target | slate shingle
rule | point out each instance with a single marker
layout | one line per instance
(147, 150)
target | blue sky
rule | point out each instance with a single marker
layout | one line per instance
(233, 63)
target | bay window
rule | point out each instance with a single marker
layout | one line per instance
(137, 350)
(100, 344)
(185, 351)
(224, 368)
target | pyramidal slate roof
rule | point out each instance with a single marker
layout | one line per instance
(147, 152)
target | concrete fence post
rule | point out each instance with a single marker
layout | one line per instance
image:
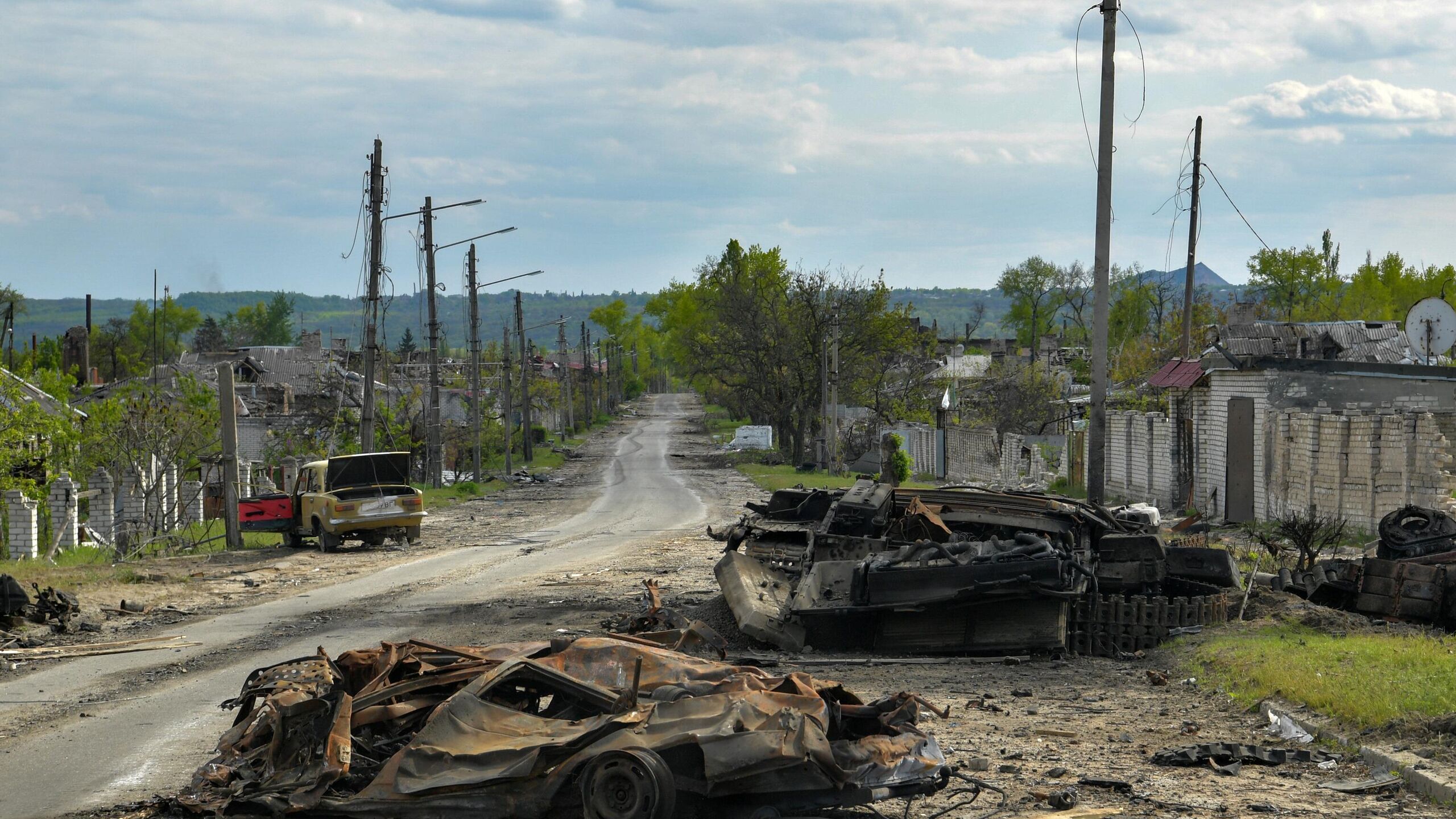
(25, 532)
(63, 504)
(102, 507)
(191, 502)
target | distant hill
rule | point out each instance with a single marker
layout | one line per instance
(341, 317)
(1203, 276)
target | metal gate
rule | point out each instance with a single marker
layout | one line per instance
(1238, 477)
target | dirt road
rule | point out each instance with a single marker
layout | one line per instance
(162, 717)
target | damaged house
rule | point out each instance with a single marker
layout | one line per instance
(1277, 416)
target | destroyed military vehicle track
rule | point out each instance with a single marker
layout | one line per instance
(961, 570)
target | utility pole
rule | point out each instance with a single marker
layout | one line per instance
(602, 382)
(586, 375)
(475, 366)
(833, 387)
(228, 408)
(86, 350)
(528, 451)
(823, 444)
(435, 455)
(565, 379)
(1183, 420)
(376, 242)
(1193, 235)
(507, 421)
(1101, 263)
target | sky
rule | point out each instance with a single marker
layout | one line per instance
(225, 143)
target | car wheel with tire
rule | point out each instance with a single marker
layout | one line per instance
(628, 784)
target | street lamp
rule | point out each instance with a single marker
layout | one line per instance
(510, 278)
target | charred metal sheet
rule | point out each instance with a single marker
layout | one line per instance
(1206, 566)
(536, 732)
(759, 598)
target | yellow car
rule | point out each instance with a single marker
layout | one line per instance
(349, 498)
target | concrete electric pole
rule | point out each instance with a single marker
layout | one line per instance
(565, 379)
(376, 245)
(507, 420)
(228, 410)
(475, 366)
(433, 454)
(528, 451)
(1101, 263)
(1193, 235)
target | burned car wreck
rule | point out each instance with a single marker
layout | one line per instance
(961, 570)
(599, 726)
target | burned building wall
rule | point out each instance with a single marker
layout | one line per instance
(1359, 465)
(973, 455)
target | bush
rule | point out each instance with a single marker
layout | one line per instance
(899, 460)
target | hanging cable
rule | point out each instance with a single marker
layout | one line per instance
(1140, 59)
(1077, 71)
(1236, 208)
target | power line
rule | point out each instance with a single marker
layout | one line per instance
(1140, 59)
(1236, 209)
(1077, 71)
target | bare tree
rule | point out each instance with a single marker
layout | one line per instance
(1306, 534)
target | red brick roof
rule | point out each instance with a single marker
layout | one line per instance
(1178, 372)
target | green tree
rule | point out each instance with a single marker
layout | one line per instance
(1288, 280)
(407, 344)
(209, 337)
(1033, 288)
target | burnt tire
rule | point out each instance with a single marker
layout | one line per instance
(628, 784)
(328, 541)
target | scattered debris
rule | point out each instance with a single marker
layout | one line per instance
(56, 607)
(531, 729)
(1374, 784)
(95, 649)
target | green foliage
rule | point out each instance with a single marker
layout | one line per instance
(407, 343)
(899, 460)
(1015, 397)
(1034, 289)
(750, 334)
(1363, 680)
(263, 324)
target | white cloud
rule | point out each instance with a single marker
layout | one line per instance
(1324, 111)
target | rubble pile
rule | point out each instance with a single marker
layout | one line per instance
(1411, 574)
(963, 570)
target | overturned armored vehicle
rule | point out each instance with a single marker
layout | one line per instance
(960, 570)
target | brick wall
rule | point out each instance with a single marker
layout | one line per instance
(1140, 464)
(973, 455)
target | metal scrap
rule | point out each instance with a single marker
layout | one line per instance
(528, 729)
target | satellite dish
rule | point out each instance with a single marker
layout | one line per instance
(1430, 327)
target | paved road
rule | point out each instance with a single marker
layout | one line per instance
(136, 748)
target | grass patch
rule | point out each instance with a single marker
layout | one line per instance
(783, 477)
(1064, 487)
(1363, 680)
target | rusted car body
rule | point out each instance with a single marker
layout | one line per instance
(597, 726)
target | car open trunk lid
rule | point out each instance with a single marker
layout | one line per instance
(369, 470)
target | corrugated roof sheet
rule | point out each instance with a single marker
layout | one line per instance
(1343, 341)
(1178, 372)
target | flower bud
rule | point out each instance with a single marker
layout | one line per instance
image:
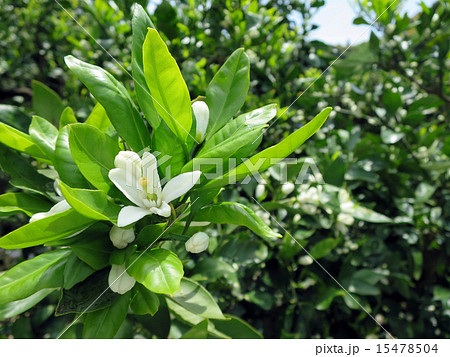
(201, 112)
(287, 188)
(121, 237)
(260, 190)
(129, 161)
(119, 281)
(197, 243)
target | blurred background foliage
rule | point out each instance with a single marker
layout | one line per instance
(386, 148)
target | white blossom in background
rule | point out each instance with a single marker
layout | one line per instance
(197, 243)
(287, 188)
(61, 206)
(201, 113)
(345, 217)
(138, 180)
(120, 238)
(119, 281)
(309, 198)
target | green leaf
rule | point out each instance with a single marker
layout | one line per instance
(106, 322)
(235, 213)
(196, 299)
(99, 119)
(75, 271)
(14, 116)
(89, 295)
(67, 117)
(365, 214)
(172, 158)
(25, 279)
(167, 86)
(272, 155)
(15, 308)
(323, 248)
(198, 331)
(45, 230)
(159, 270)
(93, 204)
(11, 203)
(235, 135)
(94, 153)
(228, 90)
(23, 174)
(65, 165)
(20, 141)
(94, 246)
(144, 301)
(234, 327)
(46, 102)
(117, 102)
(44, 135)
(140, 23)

--------------------

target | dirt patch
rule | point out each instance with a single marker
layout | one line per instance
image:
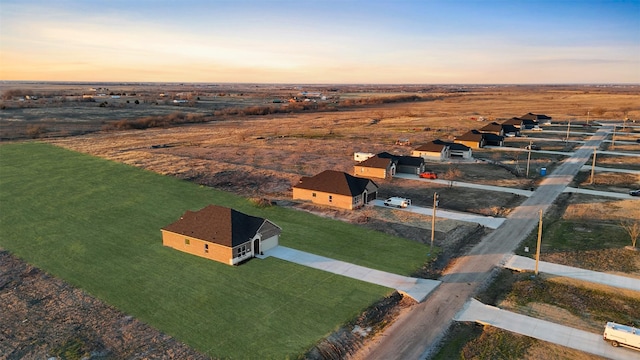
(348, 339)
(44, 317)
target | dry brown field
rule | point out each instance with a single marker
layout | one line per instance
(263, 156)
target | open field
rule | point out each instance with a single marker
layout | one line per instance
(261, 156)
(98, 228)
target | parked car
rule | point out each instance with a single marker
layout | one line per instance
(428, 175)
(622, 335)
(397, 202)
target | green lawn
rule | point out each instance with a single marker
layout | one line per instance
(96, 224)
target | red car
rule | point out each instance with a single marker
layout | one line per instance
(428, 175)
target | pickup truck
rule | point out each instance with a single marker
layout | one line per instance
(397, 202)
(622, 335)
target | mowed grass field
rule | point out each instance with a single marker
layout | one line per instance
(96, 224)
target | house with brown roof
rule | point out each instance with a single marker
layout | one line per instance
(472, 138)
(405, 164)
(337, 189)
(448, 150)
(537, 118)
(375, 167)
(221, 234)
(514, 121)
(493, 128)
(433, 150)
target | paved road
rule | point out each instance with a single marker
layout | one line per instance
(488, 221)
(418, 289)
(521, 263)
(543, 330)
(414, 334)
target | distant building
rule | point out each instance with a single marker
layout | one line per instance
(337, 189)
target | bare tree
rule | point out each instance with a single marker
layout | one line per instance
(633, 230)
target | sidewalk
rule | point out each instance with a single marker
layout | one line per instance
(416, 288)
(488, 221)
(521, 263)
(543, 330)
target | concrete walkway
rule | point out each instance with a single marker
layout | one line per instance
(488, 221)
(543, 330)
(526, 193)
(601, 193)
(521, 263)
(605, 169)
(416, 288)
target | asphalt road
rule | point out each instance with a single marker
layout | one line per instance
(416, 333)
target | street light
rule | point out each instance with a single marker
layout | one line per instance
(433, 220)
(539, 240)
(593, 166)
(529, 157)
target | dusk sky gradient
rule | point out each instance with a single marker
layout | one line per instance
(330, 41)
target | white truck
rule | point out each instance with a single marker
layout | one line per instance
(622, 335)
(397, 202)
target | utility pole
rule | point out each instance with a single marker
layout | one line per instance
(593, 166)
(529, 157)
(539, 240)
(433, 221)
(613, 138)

--------------------

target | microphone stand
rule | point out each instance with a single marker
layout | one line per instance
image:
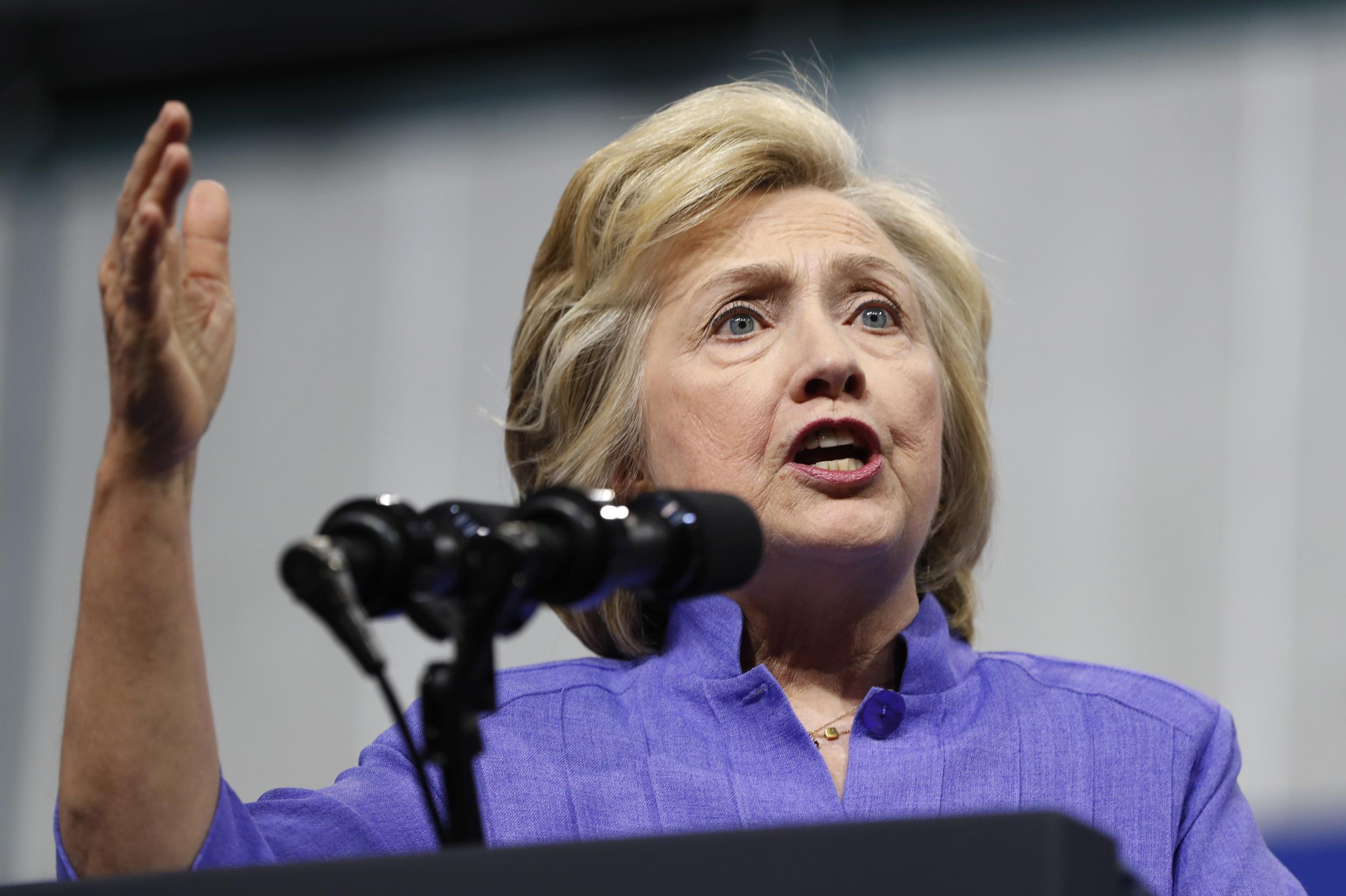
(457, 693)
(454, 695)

--------------------

Task to carry out | State how many lines of the records above contain the word "grass", and give only that number.

Result | 2